--- LISTED ENTRIES ---

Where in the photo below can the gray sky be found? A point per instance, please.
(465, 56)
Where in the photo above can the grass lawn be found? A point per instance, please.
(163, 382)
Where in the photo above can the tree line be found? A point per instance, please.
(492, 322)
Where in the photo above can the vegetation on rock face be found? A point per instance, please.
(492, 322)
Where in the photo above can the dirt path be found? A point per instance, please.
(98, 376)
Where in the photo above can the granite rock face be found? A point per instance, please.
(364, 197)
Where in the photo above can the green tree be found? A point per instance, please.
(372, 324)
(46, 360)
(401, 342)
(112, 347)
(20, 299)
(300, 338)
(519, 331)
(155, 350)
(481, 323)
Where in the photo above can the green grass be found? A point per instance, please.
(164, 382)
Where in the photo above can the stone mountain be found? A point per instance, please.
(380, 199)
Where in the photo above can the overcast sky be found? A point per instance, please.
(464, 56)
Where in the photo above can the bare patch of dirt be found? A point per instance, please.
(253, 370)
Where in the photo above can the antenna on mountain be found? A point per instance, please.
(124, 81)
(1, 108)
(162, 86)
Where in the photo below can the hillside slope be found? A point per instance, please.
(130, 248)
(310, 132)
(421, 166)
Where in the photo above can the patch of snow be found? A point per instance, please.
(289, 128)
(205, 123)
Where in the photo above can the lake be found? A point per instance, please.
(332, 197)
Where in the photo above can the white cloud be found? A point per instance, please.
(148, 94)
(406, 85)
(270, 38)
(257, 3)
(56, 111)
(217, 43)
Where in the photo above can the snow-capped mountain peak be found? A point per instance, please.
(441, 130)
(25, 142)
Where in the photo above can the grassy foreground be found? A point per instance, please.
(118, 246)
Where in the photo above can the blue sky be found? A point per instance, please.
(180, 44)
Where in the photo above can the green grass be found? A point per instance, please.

---

[ACTIVITY] An exact copy of all the records above is needed.

[TASK SOLUTION]
Where in the photo below can the gray sky be found? A point per instance, please.
(465, 56)
Where in the photo above can the grass lawn be found? A point per instance, please.
(163, 382)
Where in the photo above can the tree line be found? A point per instance, please.
(492, 322)
Where in the photo above can the vegetation on rock face be found? A point per instance, please.
(492, 322)
Where in the photo above can the dirt path be found? A point per instance, please.
(98, 376)
Where in the photo above can the granite rock face be found? A point per instance, please.
(364, 197)
Where in the photo above can the green tree be found? A point per instance, please.
(372, 324)
(46, 360)
(401, 342)
(112, 347)
(20, 299)
(300, 338)
(519, 331)
(155, 350)
(481, 323)
Where in the photo above can the green grass be found? A point per instance, please.
(164, 382)
Where in the photo above can the stone mountain be found? A point per instance, please.
(380, 199)
Where in the photo above can the overcast sky be found? A point per instance, please.
(464, 56)
Where in the photo above can the bare patch of dirt be found? A point per instance, please.
(253, 370)
Where in the photo above can the antenna on mountain be found? A point per instance, please.
(124, 81)
(1, 108)
(162, 86)
Where in the photo below can the hillside slope be found? A point per instance, please.
(130, 248)
(310, 132)
(421, 166)
Where in the photo above can the patch of snow be found? A point per instance, please.
(289, 128)
(205, 123)
Where in the photo above can the lake be found? A point per instance, please.
(332, 197)
Where in the photo above can the white cloud be found? A point per instance, please.
(148, 94)
(406, 85)
(270, 38)
(257, 3)
(56, 111)
(217, 43)
Where in the photo above can the snow-capped mountain peak be found? A point per instance, please.
(441, 130)
(25, 142)
Where in the photo above can the grassy foreground be found? A point per instance, please.
(118, 246)
Where in the photo above can the blue sky be found? A point per instance, please.
(180, 44)
Where in the photo above can the green grass be found? A point per instance, please.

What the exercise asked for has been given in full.